- **Ejercicio breve 1**
Reescribe el texto sobre geopolítica de la seguridad desde "En pleno siglo" hasta "secreta y silenciosa.", ambos incluidos, cambiando "impunidad" por "corrupción".

Geopolítica de la seguridad: cuando se confunde drogas con narcotráfico
Por Miguel Angel Barrios y Norberto Emmerich
Norberto Bobbio decía que la democracia tiene promesas incumplidas, entre ellas su incapacidad de deshacerse de los poderes invisibles construyendo en su lugar un poder transparente que no esconda nada a la ciudadanía.
En pleno siglo XXI el poder todavía permanece oculto, operando detrás de la escena, inmune a los tribunales, a las elecciones y al paso del tiempo. La ciudadanía ha sabido construir mecanismos de arbitraje y sanción penetrantes y constitucionalmente garantizados, pero hay niveles donde su alcance se ve seriamente limitado. Más allá de las ciudades capitales de los países la impunidad es un mecanismo de reproducción de poder y riqueza menos custodiado y más displicente. Si la “mano invisible” del mercado hace notar su intervención cada vez con mayor claridad, la “mano invisible” del poder todavía permanece, en líneas generales, secreta y silenciosa.

- **Ejercicio breve 2**
¿Qué líneas de los registros contienen la cadena "plastic"? Devuélvelas todas.

[Filas del conjunto de datos]
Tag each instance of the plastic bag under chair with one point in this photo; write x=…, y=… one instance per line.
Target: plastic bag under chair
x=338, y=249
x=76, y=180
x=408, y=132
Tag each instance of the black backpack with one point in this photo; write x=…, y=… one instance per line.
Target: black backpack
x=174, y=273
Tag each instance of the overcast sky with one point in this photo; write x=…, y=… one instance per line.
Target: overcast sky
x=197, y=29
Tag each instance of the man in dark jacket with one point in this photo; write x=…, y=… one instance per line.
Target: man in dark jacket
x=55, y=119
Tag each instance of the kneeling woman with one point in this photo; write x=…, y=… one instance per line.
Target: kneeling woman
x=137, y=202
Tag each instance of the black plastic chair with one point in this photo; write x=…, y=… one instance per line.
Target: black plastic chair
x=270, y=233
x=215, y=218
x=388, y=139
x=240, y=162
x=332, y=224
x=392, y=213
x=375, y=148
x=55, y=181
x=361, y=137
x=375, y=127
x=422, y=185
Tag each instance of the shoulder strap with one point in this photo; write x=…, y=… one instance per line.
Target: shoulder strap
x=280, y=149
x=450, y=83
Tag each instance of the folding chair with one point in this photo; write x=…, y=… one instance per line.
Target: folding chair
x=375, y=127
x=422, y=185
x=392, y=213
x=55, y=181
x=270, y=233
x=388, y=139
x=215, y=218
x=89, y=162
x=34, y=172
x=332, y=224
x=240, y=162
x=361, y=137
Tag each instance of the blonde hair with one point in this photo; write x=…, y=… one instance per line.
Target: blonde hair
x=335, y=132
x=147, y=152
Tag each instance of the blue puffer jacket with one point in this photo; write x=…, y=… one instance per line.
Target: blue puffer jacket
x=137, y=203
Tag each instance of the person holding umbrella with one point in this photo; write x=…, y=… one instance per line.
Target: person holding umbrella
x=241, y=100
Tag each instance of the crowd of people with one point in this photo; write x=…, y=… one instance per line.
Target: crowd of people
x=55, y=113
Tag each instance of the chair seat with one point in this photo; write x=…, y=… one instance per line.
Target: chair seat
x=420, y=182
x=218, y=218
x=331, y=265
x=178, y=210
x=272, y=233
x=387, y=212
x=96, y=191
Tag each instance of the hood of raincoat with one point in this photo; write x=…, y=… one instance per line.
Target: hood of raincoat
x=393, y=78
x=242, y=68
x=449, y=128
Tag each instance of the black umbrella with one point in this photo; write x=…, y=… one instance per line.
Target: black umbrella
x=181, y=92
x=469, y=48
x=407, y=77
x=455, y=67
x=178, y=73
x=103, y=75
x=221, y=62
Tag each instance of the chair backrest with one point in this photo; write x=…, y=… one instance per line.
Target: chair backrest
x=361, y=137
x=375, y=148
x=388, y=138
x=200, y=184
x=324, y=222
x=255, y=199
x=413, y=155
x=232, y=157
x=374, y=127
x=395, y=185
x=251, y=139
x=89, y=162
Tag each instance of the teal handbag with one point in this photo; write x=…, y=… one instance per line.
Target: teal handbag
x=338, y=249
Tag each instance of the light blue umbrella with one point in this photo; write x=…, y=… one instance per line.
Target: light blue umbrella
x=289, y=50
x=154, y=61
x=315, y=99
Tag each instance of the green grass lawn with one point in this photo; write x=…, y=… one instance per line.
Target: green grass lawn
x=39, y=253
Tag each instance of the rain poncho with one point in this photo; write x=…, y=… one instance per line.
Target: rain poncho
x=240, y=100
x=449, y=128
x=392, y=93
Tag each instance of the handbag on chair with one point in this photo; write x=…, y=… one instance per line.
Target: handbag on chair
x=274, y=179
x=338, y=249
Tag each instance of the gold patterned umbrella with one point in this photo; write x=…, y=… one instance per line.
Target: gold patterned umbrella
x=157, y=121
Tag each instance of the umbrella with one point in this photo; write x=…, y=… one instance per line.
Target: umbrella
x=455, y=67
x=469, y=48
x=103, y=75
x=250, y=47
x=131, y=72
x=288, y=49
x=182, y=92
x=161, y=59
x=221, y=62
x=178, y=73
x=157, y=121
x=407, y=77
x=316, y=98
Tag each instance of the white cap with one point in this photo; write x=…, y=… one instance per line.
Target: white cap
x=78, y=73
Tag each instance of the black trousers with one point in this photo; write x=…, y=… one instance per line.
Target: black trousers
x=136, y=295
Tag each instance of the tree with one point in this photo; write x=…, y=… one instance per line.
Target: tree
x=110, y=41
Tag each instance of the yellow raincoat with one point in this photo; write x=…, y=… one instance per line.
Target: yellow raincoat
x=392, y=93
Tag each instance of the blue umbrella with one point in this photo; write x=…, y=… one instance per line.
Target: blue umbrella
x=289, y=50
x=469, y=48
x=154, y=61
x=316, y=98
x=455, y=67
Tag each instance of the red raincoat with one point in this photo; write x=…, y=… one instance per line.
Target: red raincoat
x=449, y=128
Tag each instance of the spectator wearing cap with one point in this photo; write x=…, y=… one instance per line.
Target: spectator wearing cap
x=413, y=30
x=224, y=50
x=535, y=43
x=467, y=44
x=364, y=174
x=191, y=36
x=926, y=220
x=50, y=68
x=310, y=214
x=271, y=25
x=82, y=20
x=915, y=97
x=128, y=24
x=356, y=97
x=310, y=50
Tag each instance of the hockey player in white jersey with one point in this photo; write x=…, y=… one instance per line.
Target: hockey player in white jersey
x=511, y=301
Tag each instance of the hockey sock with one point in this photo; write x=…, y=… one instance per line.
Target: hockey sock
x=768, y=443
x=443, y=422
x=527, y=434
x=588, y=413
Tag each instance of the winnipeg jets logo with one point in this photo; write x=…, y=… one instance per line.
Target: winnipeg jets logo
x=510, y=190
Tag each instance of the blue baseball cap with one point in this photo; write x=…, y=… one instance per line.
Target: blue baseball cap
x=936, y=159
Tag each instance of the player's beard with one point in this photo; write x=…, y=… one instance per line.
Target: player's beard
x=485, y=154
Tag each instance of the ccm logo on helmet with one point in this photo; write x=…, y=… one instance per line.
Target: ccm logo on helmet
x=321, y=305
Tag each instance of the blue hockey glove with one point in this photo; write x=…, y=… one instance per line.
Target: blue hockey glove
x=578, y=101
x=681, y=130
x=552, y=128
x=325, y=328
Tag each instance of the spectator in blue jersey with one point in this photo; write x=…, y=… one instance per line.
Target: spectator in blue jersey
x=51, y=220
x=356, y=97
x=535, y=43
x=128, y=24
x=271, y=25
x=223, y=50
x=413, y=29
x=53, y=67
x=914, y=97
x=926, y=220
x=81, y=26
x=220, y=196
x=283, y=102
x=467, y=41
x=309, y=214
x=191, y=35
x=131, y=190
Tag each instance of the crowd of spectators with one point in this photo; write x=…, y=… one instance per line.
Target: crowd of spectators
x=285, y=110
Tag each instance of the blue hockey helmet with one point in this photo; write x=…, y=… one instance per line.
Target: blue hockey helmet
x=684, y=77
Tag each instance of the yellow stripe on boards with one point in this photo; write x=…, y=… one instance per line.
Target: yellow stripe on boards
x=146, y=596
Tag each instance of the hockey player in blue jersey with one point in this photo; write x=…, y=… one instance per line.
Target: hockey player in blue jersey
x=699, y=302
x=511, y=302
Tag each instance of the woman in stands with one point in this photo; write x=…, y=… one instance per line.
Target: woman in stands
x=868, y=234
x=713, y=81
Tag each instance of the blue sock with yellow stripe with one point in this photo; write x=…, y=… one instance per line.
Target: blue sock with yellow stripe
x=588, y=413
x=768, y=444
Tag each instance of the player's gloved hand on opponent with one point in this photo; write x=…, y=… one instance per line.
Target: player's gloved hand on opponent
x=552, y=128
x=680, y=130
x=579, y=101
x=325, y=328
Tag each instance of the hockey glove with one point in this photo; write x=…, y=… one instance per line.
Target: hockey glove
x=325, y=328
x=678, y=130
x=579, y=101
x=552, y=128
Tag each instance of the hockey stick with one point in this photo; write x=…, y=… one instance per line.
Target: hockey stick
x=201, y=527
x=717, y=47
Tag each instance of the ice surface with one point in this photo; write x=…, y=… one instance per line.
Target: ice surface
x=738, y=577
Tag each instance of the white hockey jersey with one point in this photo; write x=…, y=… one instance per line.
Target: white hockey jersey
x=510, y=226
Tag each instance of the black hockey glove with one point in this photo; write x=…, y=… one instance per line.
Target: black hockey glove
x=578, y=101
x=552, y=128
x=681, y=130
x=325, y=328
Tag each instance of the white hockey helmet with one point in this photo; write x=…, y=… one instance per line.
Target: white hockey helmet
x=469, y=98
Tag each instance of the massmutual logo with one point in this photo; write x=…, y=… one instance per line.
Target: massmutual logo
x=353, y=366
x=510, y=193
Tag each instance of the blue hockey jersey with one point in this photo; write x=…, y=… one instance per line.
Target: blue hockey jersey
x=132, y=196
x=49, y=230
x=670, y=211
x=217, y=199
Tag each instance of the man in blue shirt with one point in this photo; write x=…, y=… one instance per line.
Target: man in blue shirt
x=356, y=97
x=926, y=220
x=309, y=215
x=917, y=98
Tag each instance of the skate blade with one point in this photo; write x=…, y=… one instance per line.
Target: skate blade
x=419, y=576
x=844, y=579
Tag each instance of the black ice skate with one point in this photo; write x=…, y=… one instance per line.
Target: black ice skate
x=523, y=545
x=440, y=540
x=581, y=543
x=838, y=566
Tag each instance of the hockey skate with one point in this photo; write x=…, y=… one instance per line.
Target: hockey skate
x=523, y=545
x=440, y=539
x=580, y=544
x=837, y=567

- **Solución escrita 1**
En pleno siglo XXI el poder todavía permanece oculto, operando detrás de la escena, inmune a los tribunales, a las elecciones y al paso del tiempo. La ciudadanía ha sabido construir mecanismos de arbitraje y sanción penetrantes y constitucionalmente garantizados, pero hay niveles donde su alcance se ve seriamente limitado. Más allá de las ciudades capitales de los países la corrupción es un mecanismo de reproducción de poder y riqueza menos custodiado y más displicente. Si la “mano invisible” del mercado hace notar su intervención cada vez con mayor claridad, la “mano invisible” del poder todavía permanece, en líneas generales, secreta y silenciosa.

- **Solución escrita 2**
Tag each instance of the plastic bag under chair with one point in this photo; write x=…, y=… one instance per line.
Target: plastic bag under chair
Tag each instance of the black plastic chair with one point in this photo; write x=…, y=… one instance per line.
Target: black plastic chair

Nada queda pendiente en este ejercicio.